TAREFA A
No texto sobre o depoimento de Assange, quem estava ao lado dele enquanto respondia às perguntas?
TAREFA B
Prossiga com o texto sobre o depoimento de Assange em Estrasburgo a partir da última frase.

FONTE
_____

Ao lado da mulher, Stella, e do diretor do Wikileaks, Kristin Hrafnsoon, Assange respondeu por mais de uma hora a perguntas de membros da organização de direitos humanos Council of Europe na manhã desta terça-feira (1) em Estrasburgo, como parte de um processo que analisa o impacto do seu caso para os direitos humanos e para a liberdade de imprensa.

Assange começou o depoimento se desculpando por ainda estar em recuperação pelo tempo em que ficou na prisão, sugerindo não estar em sua melhor forma, mas respondeu a quase todas as perguntas.

Na última, sobre conselhos a jornalistas que cobrem temas arriscados ou guerras, fez uma longa pausa, disse estar cansado e pediu ao diretor do Wikileaks que respondesse.

No início o fundador do Wikileaks demonstrou bom humor, explicando que estava reaprendendo a viver como pai, como marido e até a lidar com uma sogra, despertando risos da plateia formada por membros do Conselho e por jornalistas.

Mas o tom da conversa foi diferente a partir daí.

_____

(Entradas de contorno rotuladas)
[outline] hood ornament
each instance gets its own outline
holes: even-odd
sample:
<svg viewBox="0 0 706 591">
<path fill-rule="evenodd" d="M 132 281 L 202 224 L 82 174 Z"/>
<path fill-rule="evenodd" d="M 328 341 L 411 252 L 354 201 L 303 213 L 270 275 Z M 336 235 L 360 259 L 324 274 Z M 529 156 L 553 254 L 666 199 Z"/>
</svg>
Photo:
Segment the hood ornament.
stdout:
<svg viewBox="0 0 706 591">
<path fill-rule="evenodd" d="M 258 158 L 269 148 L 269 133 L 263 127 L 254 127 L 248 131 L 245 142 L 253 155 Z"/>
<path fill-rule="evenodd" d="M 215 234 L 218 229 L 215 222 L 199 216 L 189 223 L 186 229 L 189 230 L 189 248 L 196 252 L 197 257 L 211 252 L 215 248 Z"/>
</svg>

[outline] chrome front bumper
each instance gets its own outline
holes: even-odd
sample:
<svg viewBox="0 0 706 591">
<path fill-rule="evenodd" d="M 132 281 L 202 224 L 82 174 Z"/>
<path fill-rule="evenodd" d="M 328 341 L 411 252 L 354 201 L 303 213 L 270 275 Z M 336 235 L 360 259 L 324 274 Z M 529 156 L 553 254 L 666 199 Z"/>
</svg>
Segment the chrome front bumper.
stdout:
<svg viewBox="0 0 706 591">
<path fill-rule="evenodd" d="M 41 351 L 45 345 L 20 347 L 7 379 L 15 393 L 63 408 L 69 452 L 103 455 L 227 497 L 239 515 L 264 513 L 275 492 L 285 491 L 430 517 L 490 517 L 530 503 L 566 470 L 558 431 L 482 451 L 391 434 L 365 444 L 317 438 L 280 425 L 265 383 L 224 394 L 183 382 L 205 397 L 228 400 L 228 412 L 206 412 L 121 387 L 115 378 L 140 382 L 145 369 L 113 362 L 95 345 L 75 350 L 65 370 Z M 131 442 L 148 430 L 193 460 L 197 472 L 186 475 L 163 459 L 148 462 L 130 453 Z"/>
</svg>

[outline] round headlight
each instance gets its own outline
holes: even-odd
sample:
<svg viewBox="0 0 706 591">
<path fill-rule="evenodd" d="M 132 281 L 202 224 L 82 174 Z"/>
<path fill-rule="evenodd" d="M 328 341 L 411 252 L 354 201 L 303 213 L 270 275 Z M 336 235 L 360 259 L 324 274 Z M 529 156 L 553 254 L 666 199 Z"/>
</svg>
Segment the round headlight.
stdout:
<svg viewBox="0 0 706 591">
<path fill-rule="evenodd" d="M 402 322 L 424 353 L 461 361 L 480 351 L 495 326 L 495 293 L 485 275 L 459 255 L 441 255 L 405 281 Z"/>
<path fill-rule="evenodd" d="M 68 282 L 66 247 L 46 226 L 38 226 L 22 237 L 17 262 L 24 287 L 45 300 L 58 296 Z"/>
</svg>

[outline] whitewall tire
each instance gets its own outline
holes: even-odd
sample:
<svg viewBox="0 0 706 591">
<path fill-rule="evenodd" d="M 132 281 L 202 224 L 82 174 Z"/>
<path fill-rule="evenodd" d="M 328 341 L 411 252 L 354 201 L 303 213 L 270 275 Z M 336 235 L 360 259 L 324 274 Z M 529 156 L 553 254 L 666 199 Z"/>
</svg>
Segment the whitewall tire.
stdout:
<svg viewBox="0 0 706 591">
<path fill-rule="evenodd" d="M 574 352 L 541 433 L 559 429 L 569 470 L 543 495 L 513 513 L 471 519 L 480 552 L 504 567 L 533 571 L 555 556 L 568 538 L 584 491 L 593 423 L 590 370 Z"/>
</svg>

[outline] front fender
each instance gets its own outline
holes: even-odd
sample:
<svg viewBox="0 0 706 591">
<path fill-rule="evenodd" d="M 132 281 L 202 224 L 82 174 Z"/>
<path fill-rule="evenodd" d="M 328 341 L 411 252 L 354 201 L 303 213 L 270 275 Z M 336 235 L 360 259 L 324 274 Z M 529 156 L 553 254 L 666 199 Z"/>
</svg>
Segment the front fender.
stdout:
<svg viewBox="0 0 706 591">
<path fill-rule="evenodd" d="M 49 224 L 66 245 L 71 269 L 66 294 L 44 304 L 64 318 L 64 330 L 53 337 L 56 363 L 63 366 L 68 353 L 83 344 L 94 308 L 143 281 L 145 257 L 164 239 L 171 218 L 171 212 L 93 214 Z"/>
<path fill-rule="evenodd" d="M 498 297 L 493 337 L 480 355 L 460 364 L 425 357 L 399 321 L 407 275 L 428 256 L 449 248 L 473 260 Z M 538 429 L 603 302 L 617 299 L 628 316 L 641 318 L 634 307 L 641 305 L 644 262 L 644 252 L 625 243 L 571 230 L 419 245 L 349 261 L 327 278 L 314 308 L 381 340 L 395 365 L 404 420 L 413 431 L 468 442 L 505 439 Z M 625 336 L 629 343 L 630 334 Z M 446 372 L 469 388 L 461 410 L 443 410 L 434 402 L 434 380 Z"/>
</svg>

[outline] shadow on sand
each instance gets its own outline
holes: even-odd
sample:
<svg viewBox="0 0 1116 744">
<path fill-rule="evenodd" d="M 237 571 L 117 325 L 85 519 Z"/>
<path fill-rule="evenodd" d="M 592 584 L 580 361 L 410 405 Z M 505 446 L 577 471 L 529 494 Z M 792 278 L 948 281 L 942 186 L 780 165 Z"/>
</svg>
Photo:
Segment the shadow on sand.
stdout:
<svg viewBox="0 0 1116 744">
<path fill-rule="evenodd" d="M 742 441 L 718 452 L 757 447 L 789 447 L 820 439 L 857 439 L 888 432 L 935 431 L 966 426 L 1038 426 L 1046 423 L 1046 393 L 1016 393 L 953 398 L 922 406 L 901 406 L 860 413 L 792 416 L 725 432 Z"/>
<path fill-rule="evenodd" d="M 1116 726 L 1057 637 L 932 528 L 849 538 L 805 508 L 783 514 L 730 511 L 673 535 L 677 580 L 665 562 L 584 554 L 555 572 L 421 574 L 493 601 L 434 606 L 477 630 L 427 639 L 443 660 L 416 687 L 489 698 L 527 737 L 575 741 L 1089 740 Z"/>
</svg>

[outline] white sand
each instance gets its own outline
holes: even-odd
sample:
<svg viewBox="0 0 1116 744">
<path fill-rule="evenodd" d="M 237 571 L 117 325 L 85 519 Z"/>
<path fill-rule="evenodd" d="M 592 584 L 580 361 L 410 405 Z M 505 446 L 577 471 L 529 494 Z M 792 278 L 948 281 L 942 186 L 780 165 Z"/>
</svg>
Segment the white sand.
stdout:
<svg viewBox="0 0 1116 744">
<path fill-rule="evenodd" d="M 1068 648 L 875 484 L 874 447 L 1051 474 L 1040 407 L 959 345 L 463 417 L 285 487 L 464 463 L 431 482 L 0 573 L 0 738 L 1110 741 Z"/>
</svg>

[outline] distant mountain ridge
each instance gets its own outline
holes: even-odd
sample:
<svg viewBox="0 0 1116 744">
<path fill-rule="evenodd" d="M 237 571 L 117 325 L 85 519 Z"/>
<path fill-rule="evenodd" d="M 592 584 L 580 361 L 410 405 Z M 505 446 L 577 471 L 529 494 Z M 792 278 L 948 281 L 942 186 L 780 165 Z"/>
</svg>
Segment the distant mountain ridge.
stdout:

_____

RESULTADO DA TAREFA A
A mulher, Stella, e o diretor do Wikileaks, Kristin Hrafnsoon.

RESULTADO DA TAREFA B
Ele não economizou críticas à justiça britânica que o manteve preso por cinco anos; aos EUA por terem “interpretado” as leis para usá-las como forma de perseguição devido às revelações de segredos de guerra, e até a jornalistas e órgãos de imprensa “alinhados ao sistema”.

Processado pelos EUA sob a lei de Espionagem pela publicação de documentos e vídeos mostrando as ações das Forças Armadas nas  guerras do Iraque e do Afeganistão, Julian Assange afirmou em Estrasburgo que foi ingênuo em acreditar na justiça dos EUA.

“Era esperado que haveria assédio e processos judiciais, mas estávamos preparados para lutar defendendo o valor das publicações. E sabíamos que era legalmente possível ganhar.

Mas fui ingênuo em acreditar nas leis. No fim, elas são papéis que podem ser reinterpretados diante de interferência política.”

Assange se disse convicto de que as leis são feitas para proteger interesses, e que Estados sempre tentarão expandir a interpretação delas para atingir seus objetivos, como fizeram os EUA a seu ver.

“Nós irritamos um poder constituído, a área de inteligência dos EUA. Foi poderoso o suficiente para levar a uma reinterpretação da Constituição”.

O caso Assange colocou em questão a Primeira Emenda, que garante a liberdade de expressão.

‘Culpado por fazer jornalismo’: Assange desistiu da batalha jurídica

Julian Assange passou 14 anos em uma batalha jurídica que custou caro para a sua vida.

Ele se asilou  em 2012 na Embaixada do Equador em Londres e ficou preso desde 2019 em uma prisão de segurança máxima britânica, tentando evitar a extradição para os EUA.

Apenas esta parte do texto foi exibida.